▶ Text excerpt:
====
The Angel of Death Narrates a New Tale for Young Readers

Books

By Mindy Aloff

Published April 21, 2006, issue of May 19, 2006.
  • Print
  • Share Share

The Book Thief

By Markus Zusak

Knopf Books for Young Readers, 552 pages, $16.95.

* * *

Markus Zusak’s intensely provocative, deeply imagined and magnificently produced new novel, “The Book Thief,” concerns a group of German children who are members of the Hitler Youth during the early 1940s. We learn of their families, their tribulations, their secret generosities and, in the case of the protagonist, a lifesaving passion for books. In the early part of the story, Liesl Meminger’s real family is dead, and her adopted family comes to harbor a Jew in its basement. By the penultimate chapter of the novel, everyone but Liesl and Max, the Jew, is dead. By the final chapter, everyone is dead but the nameless Angel of Death, an irritably portentous yet not entirely heartless figure who, when not busy rescuing the soft souls of the dying (even that of Adolf Hitler), serves as the book’s narrator.
====
▶ Exercise task A:
From the book review, list every person mentioned by name.
▶ Exercise task B:
Extract the passage of the book review between "Markus Zusak’s intensely" and "the book’s narrator.", inclusive.

▶ Supplied material:
====
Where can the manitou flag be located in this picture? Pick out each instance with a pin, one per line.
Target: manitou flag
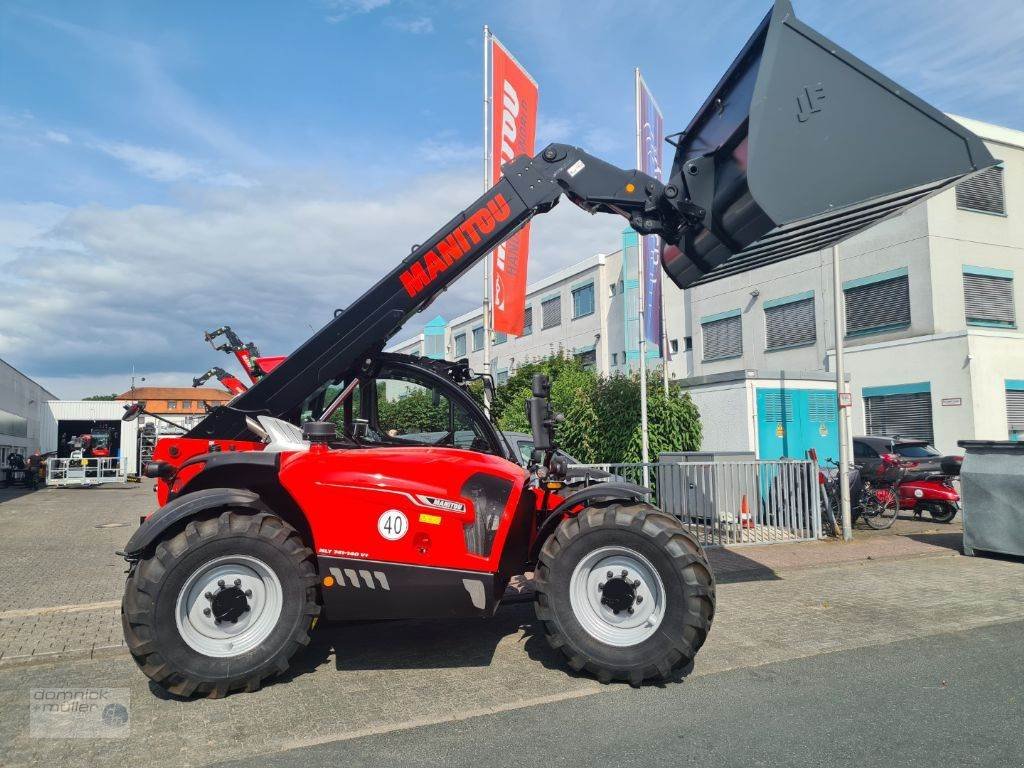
(513, 130)
(650, 139)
====
▶ Solution A:
Mindy Aloff
Markus Zusak
Liesl Meminger
Max
Adolf Hitler

▶ Solution B:
Markus Zusak’s intensely provocative, deeply imagined and magnificently produced new novel, “The Book Thief,” concerns a group of German children who are members of the Hitler Youth during the early 1940s. We learn of their families, their tribulations, their secret generosities and, in the case of the protagonist, a lifesaving passion for books. In the early part of the story, Liesl Meminger’s real family is dead, and her adopted family comes to harbor a Jew in its basement. By the penultimate chapter of the novel, everyone but Liesl and Max, the Jew, is dead. By the final chapter, everyone is dead but the nameless Angel of Death, an irritably portentous yet not entirely heartless figure who, when not busy rescuing the soft souls of the dying (even that of Adolf Hitler), serves as the book’s narrator.